▶ [WRITTEN TASK 1]
In the forum thread below about grouping components by power, what is the output of each generator at the bases?

▶ [PASSAGE SHOWN]
These bases will have a number of different  components that each require different amount of power.
For example will have
30 Billets  @ 14.4kW each
2 Changing stations @ 12.34kW
4 First Aid @ 15.3kW
etc.....
 
They will have a number 60kW generators.
Ideally or if the generators were paralleled feeding a grid you would take the total power and divide by 60(add 1 more if remainder) and that would the total number of generators needed.
These generators feed the components directly so unless you combine the components in a way that the sum equals the total generator output you are not using all the generators available power.

The goal is to group components together so they require the least amount of generators.

 Problem.
  • Generator OutPut - The total amount power the generator can generate.
  • Collection of component that each require a power. No components require more than the generator output so 1 component power is never more than the Generator OutPut .
  • There can be 1 or many of each component
.
 
The challenge is to take a collection of components and put them into groups that total sum is equal to or less the than a Generators Output so that the components will require the least amount generators.

You could use just a list of doubles or reals.

Jeff H

  • Needs a day job
  • Posts: 6144
Oh yeah just to throw this in,

Lets say your computer can calculate 1,000,000  different combinations per second.

It only takes 1 sec to calculate all different combinations for 20 items.
It only takes 36 years to calculate all different combinations for 50 items

gile

  • Gator
  • Posts: 2507
  • Marseille, France
Hi,

Here's simple first fit decreasing bin packing C# implementation.
Code - C#: [Select]
  1.         static List<List<double>> BinPack(IEnumerable<double> source, double packSize)
  2.         {
  3.             var groups = source
  4.                 .GroupBy(x => x)
  5.                 .OrderByDescending(g => g.Key)
  6.                 .Select(g => g.ToList())
  7.                 .ToList();
  8.             var result = new List<List<double>>();
  9.             while (groups.Count > 0)
  10.             {
  11.                 var list = new List<double>();
  12.                 var i = 0;
  13.                 while (i < groups.Count && groups.Count > 0)

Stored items
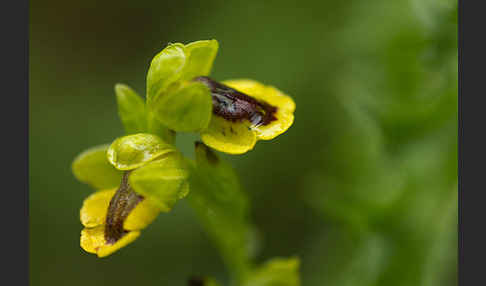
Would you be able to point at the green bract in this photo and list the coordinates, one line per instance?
(132, 151)
(131, 109)
(163, 180)
(165, 69)
(141, 174)
(172, 98)
(186, 109)
(222, 207)
(92, 167)
(201, 57)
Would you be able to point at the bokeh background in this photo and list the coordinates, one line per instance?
(363, 186)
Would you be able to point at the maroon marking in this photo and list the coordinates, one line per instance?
(122, 203)
(236, 106)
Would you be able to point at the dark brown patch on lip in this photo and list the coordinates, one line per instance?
(236, 106)
(122, 203)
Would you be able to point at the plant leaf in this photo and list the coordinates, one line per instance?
(132, 151)
(131, 109)
(222, 208)
(165, 69)
(164, 181)
(201, 57)
(187, 109)
(92, 167)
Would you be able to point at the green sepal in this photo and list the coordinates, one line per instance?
(178, 63)
(131, 109)
(186, 109)
(202, 281)
(156, 127)
(165, 69)
(164, 180)
(277, 271)
(132, 151)
(92, 167)
(201, 55)
(222, 207)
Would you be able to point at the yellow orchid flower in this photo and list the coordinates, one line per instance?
(113, 218)
(245, 111)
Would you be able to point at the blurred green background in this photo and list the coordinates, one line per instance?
(363, 186)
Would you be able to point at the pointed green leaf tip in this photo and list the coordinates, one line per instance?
(172, 99)
(164, 180)
(131, 109)
(132, 151)
(187, 109)
(277, 271)
(92, 167)
(179, 62)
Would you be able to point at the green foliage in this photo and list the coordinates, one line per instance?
(201, 55)
(161, 175)
(276, 272)
(163, 180)
(165, 69)
(131, 109)
(222, 207)
(177, 104)
(93, 168)
(186, 109)
(132, 151)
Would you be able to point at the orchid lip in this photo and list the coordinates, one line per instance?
(122, 203)
(234, 105)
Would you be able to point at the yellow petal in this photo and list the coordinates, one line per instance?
(229, 137)
(108, 249)
(93, 238)
(142, 215)
(93, 241)
(94, 209)
(284, 103)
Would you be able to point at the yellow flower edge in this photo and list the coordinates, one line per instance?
(93, 241)
(93, 216)
(94, 209)
(273, 96)
(240, 137)
(142, 215)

▶ [WRITTEN TASK 2]
Swap "in this photo" for "in this image" throughout the records above, and write the records out again with nothing else changed. Leave the pictures out.

▶ [WRITTEN SOLUTION 1]
Each generator has an output of 60kW.

▶ [WRITTEN SOLUTION 2]
Would you be able to point at the green bract in this image and list the coordinates, one line per instance?
(132, 151)
(131, 109)
(163, 180)
(165, 69)
(141, 174)
(172, 98)
(186, 109)
(222, 207)
(92, 167)
(201, 57)
Would you be able to point at the bokeh background in this image and list the coordinates, one line per instance?
(363, 186)
Would you be able to point at the maroon marking in this image and list the coordinates, one line per instance?
(122, 203)
(236, 106)
Would you be able to point at the dark brown patch on lip in this image and list the coordinates, one line per instance?
(236, 106)
(122, 203)
Would you be able to point at the plant leaf in this image and list the coordinates, one line per instance?
(132, 151)
(131, 109)
(222, 208)
(165, 69)
(164, 181)
(201, 57)
(187, 109)
(92, 167)
Would you be able to point at the green sepal in this image and list the coordinates, one line per instance?
(178, 63)
(131, 109)
(186, 109)
(202, 281)
(156, 127)
(165, 69)
(164, 180)
(277, 271)
(132, 151)
(92, 167)
(201, 55)
(222, 207)
Would you be able to point at the yellow orchid flower in this image and list the coordinates, one line per instance?
(113, 218)
(245, 111)
Would you be able to point at the blurred green background in this image and list the coordinates, one line per instance?
(363, 186)
Would you be able to point at the pointed green leaf tip in this image and list the coordinates, one line per instance?
(172, 99)
(164, 180)
(131, 109)
(132, 151)
(187, 109)
(277, 271)
(92, 167)
(179, 62)
Would you be able to point at the green foliage in this image and list the coordinates, one line per instance?
(201, 55)
(161, 175)
(276, 272)
(163, 180)
(165, 69)
(131, 109)
(222, 207)
(177, 104)
(93, 168)
(186, 109)
(132, 151)
Would you be able to point at the orchid lip in this image and list the coordinates, one line per instance?
(122, 203)
(234, 105)
Would you be able to point at the yellow petal in this image and list the coordinates, one line per instance?
(229, 137)
(108, 249)
(93, 238)
(142, 215)
(93, 241)
(94, 209)
(284, 103)
Would you be able to point at the yellow flower edge in this image and list the coordinates, one line per instance?
(93, 241)
(93, 216)
(94, 209)
(273, 96)
(240, 137)
(142, 215)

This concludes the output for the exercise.